◆ EXERCISE DETAILS:
Reproduce the listing below exactly. Pictures do not belong in the copy.
DATASET RECORDS start
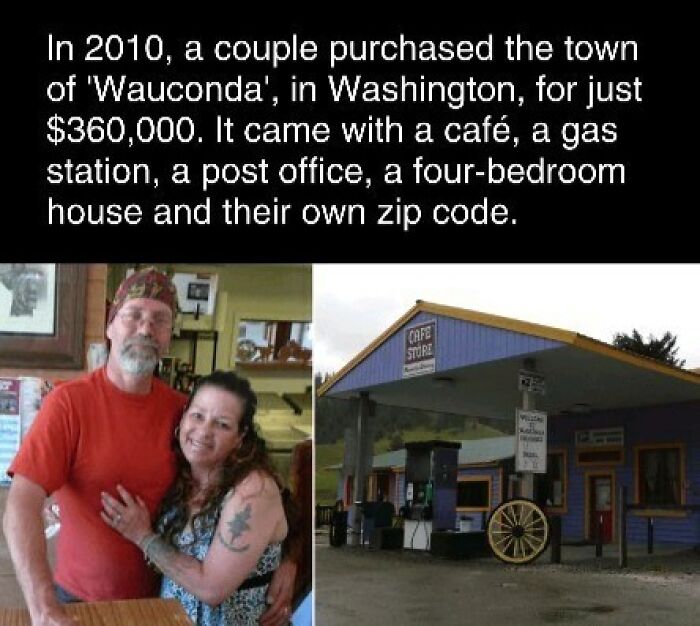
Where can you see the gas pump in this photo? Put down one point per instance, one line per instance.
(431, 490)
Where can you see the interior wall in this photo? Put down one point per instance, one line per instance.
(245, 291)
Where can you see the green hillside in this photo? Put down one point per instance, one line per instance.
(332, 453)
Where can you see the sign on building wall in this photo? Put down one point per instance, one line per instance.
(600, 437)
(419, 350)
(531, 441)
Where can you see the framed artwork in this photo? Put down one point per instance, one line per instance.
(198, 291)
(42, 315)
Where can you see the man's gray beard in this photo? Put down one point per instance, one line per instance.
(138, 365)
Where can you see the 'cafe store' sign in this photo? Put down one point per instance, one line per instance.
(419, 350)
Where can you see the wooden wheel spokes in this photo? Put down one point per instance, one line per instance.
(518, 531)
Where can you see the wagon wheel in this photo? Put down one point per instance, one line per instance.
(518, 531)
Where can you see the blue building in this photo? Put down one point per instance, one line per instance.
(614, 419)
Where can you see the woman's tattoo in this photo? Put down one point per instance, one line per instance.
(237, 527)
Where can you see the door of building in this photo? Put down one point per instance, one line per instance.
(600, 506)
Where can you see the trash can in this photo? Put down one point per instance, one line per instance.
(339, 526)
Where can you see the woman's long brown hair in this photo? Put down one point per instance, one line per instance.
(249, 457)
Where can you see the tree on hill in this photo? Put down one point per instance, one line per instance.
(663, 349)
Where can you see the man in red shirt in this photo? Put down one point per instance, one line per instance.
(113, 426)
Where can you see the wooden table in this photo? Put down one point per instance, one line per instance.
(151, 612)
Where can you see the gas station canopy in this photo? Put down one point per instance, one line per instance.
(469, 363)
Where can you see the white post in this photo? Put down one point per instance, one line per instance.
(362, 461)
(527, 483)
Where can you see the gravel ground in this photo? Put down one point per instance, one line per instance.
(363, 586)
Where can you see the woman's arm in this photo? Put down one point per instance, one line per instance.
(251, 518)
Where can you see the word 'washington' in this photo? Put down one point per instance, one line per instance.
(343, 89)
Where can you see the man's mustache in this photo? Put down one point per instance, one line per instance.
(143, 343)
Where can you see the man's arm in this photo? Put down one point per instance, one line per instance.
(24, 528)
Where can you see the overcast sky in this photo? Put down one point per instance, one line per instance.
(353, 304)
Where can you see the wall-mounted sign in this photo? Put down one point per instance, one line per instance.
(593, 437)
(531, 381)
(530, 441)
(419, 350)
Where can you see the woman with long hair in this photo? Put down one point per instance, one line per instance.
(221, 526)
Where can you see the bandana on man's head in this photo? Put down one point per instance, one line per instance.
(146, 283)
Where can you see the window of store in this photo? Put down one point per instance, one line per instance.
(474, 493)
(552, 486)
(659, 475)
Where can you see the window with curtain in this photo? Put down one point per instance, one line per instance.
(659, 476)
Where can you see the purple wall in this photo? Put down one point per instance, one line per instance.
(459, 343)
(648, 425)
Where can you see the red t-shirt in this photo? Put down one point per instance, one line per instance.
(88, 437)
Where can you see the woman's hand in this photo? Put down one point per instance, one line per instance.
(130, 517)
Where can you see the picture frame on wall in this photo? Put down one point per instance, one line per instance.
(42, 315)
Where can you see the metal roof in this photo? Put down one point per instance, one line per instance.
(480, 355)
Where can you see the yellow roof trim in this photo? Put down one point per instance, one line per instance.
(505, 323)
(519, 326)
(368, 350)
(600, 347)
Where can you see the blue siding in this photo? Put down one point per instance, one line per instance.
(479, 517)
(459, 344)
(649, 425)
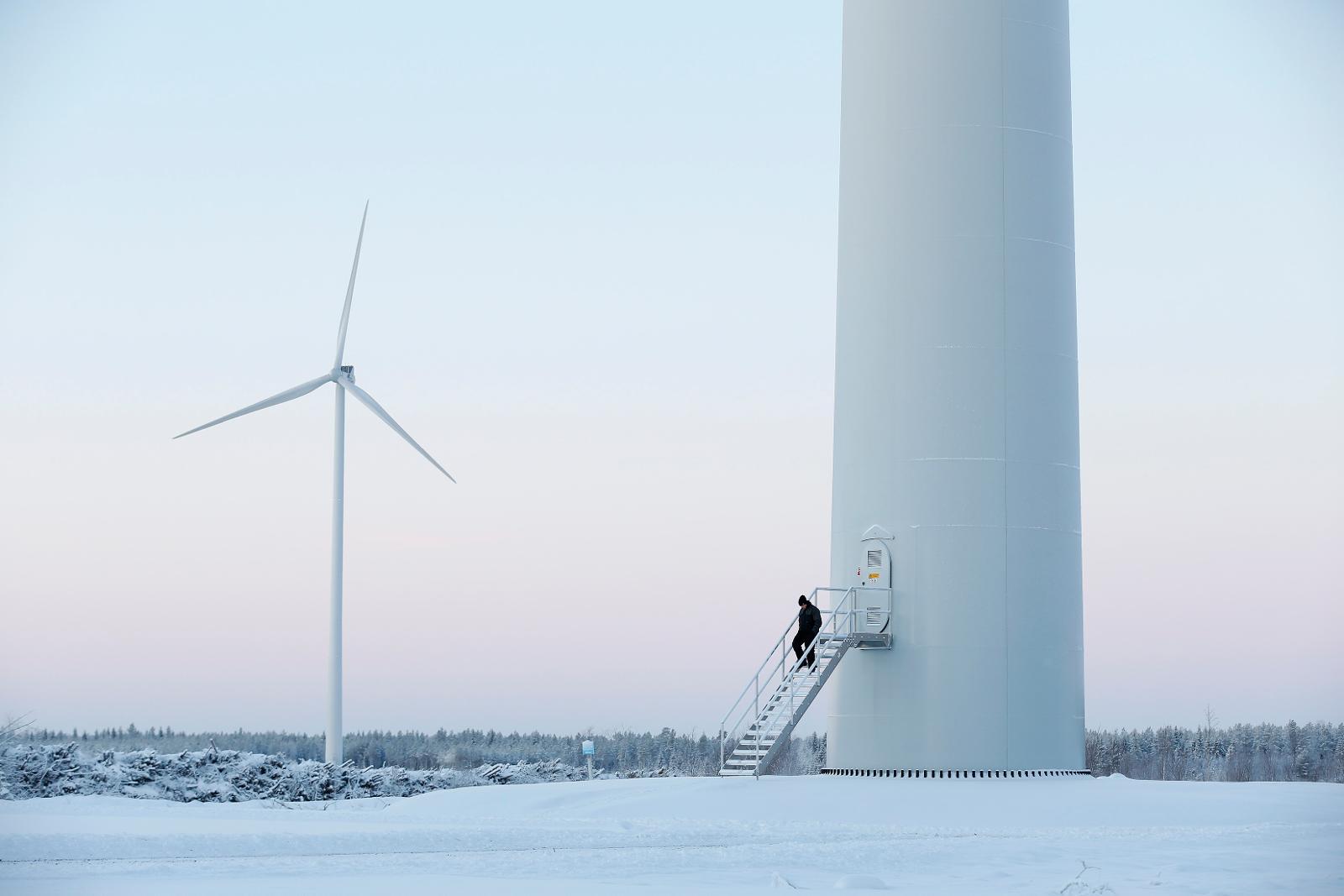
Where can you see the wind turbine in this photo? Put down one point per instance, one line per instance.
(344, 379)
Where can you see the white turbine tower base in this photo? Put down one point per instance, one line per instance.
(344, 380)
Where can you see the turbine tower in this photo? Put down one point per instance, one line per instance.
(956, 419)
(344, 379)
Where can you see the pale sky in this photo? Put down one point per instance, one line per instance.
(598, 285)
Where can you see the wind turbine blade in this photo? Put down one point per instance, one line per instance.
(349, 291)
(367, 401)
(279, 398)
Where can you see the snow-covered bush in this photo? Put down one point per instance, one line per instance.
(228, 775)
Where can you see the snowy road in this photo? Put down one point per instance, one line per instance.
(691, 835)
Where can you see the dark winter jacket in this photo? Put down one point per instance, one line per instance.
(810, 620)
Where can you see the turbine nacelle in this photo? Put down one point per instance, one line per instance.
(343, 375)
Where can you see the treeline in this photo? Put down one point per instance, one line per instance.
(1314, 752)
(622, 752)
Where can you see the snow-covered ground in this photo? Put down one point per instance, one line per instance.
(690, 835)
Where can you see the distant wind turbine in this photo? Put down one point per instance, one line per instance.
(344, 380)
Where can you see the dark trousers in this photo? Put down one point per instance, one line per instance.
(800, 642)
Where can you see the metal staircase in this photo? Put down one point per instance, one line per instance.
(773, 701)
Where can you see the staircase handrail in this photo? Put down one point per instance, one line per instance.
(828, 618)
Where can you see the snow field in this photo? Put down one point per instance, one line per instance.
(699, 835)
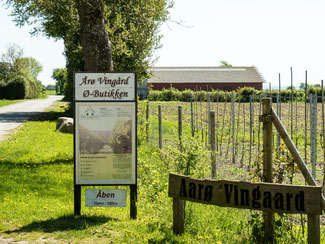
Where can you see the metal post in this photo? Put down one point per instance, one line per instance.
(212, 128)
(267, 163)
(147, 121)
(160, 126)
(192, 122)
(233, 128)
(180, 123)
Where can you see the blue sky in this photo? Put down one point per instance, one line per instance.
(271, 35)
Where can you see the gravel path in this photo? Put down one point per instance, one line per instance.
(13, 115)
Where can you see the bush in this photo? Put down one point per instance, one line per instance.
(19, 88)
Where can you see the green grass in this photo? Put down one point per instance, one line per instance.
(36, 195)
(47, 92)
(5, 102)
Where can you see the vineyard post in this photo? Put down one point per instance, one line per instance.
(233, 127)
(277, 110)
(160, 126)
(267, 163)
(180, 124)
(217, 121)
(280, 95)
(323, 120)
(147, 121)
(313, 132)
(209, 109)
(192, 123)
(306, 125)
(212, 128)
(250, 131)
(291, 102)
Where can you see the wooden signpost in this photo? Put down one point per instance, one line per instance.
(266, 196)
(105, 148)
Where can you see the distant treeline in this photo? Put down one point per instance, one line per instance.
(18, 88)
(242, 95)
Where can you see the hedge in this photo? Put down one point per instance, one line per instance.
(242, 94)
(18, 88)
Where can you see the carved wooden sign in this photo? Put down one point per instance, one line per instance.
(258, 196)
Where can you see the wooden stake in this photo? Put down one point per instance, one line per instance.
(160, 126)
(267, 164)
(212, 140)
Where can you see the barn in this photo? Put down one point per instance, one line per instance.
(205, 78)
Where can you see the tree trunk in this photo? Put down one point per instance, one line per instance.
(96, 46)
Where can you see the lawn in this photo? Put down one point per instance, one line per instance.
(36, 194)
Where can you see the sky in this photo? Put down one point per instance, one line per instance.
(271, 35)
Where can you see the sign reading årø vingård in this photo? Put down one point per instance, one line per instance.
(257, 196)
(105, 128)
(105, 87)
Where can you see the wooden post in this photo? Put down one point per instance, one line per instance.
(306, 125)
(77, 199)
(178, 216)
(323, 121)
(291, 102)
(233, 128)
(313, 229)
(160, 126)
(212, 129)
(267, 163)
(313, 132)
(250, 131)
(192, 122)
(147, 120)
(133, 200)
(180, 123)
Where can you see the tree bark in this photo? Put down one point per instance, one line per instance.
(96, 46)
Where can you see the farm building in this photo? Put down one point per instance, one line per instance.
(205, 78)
DATASET RECORDS end
◆ SOLUTION FOR THIS EXERCISE:
Where can you see the gas pump in this photo? Put down one point per instance, one line per instance.
(431, 490)
Where can you see the interior wall in this photo? Put down one point per instance, one line per instance.
(245, 291)
Where can you see the green hillside in this photo? Put down one point per instance, one line per instance.
(332, 453)
Where can you see the sign on building wall in this photo? Put down one point per instance, one line per instance.
(600, 437)
(419, 350)
(531, 441)
Where can you see the framed artwork in this photo? Put down one point per instance, one line per instance.
(198, 291)
(42, 315)
Where can you see the man's gray beard in this photo? Put down one point per instance, one line per instance.
(138, 365)
Where can you see the 'cafe store' sign in this photo? Put down one point per instance, one line per instance.
(419, 350)
Where can you see the wooden wheel spokes in this photo? Put down one point per instance, one line per instance.
(518, 531)
Where can you see the wagon wheel in this photo? Put down one point per instance, one line per instance.
(518, 531)
Where can you see the blue building in this photo? Put down one point per instance, one line per instance.
(614, 419)
Where can you see the woman's tattoo in this photo? Put down one point per instance, one line per instance.
(237, 527)
Where can you see the door of building in this photo? Put down one point per instance, one line per instance.
(600, 506)
Where can you see the trash can in this photo? Put down one point per instance, one line per instance.
(339, 526)
Where can you see the woman's long brown hair in this photo? Put down one point per instance, one line per instance.
(249, 457)
Where can you see the tree on hill in this photo? Put down one point per instance, one line per instance.
(663, 349)
Where can you see the man in red shirt in this photo? Put down one point per instance, one line per instance.
(113, 426)
Where can you see the wooden table in this photo? Put down one point per instance, one line per instance.
(151, 612)
Where can you see the gas station canopy in this photo? Put down one point per instance, one line per instance.
(469, 363)
Where can you see the white post in this photo? Put down one point per instance, one line per instance.
(362, 461)
(527, 483)
Where can you see the gravel ground in this photo? Put down one point per instance, one line per instance.
(363, 586)
Where can you see the woman's arm in this photo? Put down one point per instance, one line per instance.
(251, 518)
Where can you see the word 'washington' in this photo? Put down one point per instance, one line per instance.
(343, 89)
Where can you see the man's mustache in this photo? Put down one point per instance, one line per instance.
(143, 343)
Where can you see the man's arm in this photo? Put down one point per instance, one line per instance.
(24, 528)
Where can you see the overcast sky in this photo? Put down one point per instance, one line per instance.
(353, 304)
Where can you see the wall-mounted sign in this photo? Put down one point per instance, one line per instance.
(593, 437)
(531, 381)
(530, 441)
(419, 350)
Where can you see the woman with long hair in this photo? Put down one point per instance, one line per instance.
(221, 526)
Where can you see the bandana on man's head in this photo? Put down one point per instance, one line per instance.
(146, 283)
Where can you see the window of store in this photo? Put down one point per instance, one line per instance.
(474, 493)
(552, 486)
(659, 475)
Where can you see the window with curtain in this photo? Put down one point per instance, one line per instance.
(659, 476)
Where can you see the purple wall in this photo? Put down one point per instance, one line per instance.
(459, 343)
(648, 425)
Where can you see the red t-shirt in this photo? Put down one point per instance, one line per instance.
(88, 437)
Where can you see the woman's hand in this photo? Put down one point per instance, one line per instance.
(130, 517)
Where can you see the picture frame on wall in this photo? Put down one point per instance, one line per instance.
(42, 315)
Where can you see the metal roof in this photo? Put down one point per instance, one line per instance.
(480, 355)
Where can you see the yellow roof trim in this photo? Put down one point per instance, one line per instance.
(505, 323)
(519, 326)
(368, 350)
(600, 347)
Where can you see the blue siding in this photo? Put down one point per instance, one line per instance.
(479, 517)
(459, 344)
(649, 425)
Where can you see the wind turbine in this photo? Put down one point per instance, one line per instance.
(344, 379)
Where can you see the white turbine tower base in this photo? Put down one point per instance, one line per instance.
(344, 380)
Where can you see the turbine tower in this photo? Put down one point per instance, one line per instance.
(956, 419)
(344, 379)
Where can you see the pale sky in this photo? Put down one point per instance, one line per instance.
(598, 285)
Where can you see the wind turbine blade in this photo? Put down one point per instance, one line per instance.
(349, 291)
(367, 401)
(279, 398)
Where can you see the snow-covered bush in this photo? Put down one point per instance, one line per instance.
(228, 775)
Where can you see the snowy road in this photo? Put down one point per instance, one line per instance.
(691, 835)
Where can you see the dark winter jacket in this photo? Put down one point per instance, one line per instance.
(810, 620)
Where can you see the turbine nacelle in this photo? Put down one point per instance, one line per instance.
(343, 375)
Where can you see the treeline in this photo? Put down one point per instance, one line per instance.
(1314, 752)
(622, 752)
Where can you see the snow-covered ground in this photo? Put down one point per instance, one line per instance.
(690, 835)
Where can you see the distant wind turbine in this photo? Put down one point per instance, one line per instance.
(344, 380)
Where can you see the dark trousers in this photo? Put down one point per instance, one line per instance.
(800, 642)
Where can you see the metal staircase in this photo? Put down one point per instance, one line per instance.
(773, 701)
Where can you see the staircase handrail in this photo? Put down one point per instance, one line per instance.
(828, 618)
Where can you see the snow field in this photo? Put down one point per instance, one line per instance.
(699, 835)
Where can you see the metal post in this photo? Put down one point per instance, one line per instance.
(212, 128)
(267, 163)
(147, 121)
(160, 126)
(192, 122)
(233, 128)
(180, 123)
Where can you see the blue sky in this photo? Put down one point per instance, one line per instance.
(271, 35)
Where can you see the gravel path in this photo? Put down one point per instance, one line per instance.
(13, 115)
Where can you see the bush in this photo? Put down one point per instance, one line per instance.
(19, 88)
Where can you see the green grass in this photo? Put down one point per instance, one line per instance.
(36, 195)
(47, 92)
(5, 102)
Where can you see the vineyard post in this photo? Put down one point per instance, one line per instance.
(233, 127)
(277, 110)
(160, 126)
(267, 163)
(180, 124)
(217, 121)
(280, 95)
(323, 120)
(147, 121)
(313, 132)
(209, 109)
(192, 123)
(306, 125)
(212, 128)
(250, 131)
(291, 102)
Where can you see the wooden signpost in this photo? Put down one point per instance, one line per instance.
(266, 196)
(105, 148)
Where can you see the distant treeline in this photo? Put down one point per instance, one line per instance.
(18, 88)
(242, 95)
Where can you see the hedge in this photo? Put down one point per instance, one line per instance.
(242, 94)
(18, 88)
Where can you see the carved wooden sign in this photo? Put down one point per instance, one line per instance.
(258, 196)
Where can you see the wooden stake in this photo? Put down one point per instance, one line per instance.
(160, 126)
(267, 164)
(212, 140)
Where can you see the barn in this photo? Put down one point per instance, one line per instance.
(205, 78)
Where can you see the tree trunk in this photo? Put down one point per instance, one line per instance.
(96, 46)
Where can you see the lawn in this photo? Put down one point per instance, one line per instance.
(36, 194)
Where can you see the sky in this photo? Put down one point per instance, one line per instance.
(271, 35)
Where can you see the sign reading årø vingård in this photo? Put down one point per instance, one line per instance.
(257, 196)
(105, 128)
(105, 87)
Where can you see the wooden post in this photo? Put down one point per instance, one line per instance.
(306, 125)
(77, 199)
(178, 216)
(323, 121)
(291, 102)
(233, 128)
(313, 229)
(160, 126)
(212, 129)
(267, 163)
(313, 132)
(250, 131)
(192, 122)
(147, 120)
(133, 200)
(180, 123)
Where can you see the tree bark in this photo? Put down one point per instance, one line per instance.
(96, 46)
Where can you see the farm building in this photo? Put down one point per instance, one line per instance.
(205, 78)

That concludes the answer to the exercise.